That court also noted that the debtors would be entitled to claim their 20 year old daughter as a dependent on their federal income tax returns under 26 U.S.C. § 152.
Id. Smith
allowed the claimed expenses related to the child to be deducted in an analysis of their overall available income.
A less recent, but still cogent analysis is found in
In re Tracey,
66 B.R. 63 (Bankr.D.Md.1986). The issue there was whether a 72 year old mother of one of the debtors was a dependent for purpose of § 1325(b)(2)(A). That court also consid-' ered 26 U.S.C. § 152(a) and whether the mother qualified as a dependent of the debtors for income tax purposes. It also looked to another federal statutory definition of dependent found in 10 U.S.C. § 1072(2)(E).
Id.
at 66.
Tracey
noted, however, that Congress did not in § 1325 establish the sort of express and detailed conditions for finding dependency as it did in these other statutory definitions.
Id.
at 67. The Court therefore concluded that dependent in § 1325 was to be evaluated based on that term’s commonly understood meaning, and it ultimately found the mother “partially dependent” upon the debtor’s financial assistance.
Id.
In re Rigdon,
133 B.R. 460 (Bankr.S.D.Ill.1991), agreed that, in the absence of an explicit definition of dependent for use in § 1325(b), the ordinary and common meaning of the term would be applied.

## [Exercises]
1 – Please list every citation in the passage on dependents in bankruptcy that includes a U.S. Code title number.
2 – According to the passage on dependents in bankruptcy, what did the court in In re Tracey ultimately find about the 72-year-old mother?

## [Provided material]
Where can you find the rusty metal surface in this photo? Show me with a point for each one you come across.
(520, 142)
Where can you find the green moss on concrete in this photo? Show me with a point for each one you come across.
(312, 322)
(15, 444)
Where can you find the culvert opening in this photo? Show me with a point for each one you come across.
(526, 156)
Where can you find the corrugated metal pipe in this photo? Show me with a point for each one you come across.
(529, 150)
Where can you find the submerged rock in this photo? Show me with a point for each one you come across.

## [Answers to the exercise]
1 –
26 U.S.C. § 152
26 U.S.C. § 152(a)
10 U.S.C. § 1072(2)(E)

2 – It found her "partially dependent" upon the debtor's financial assistance.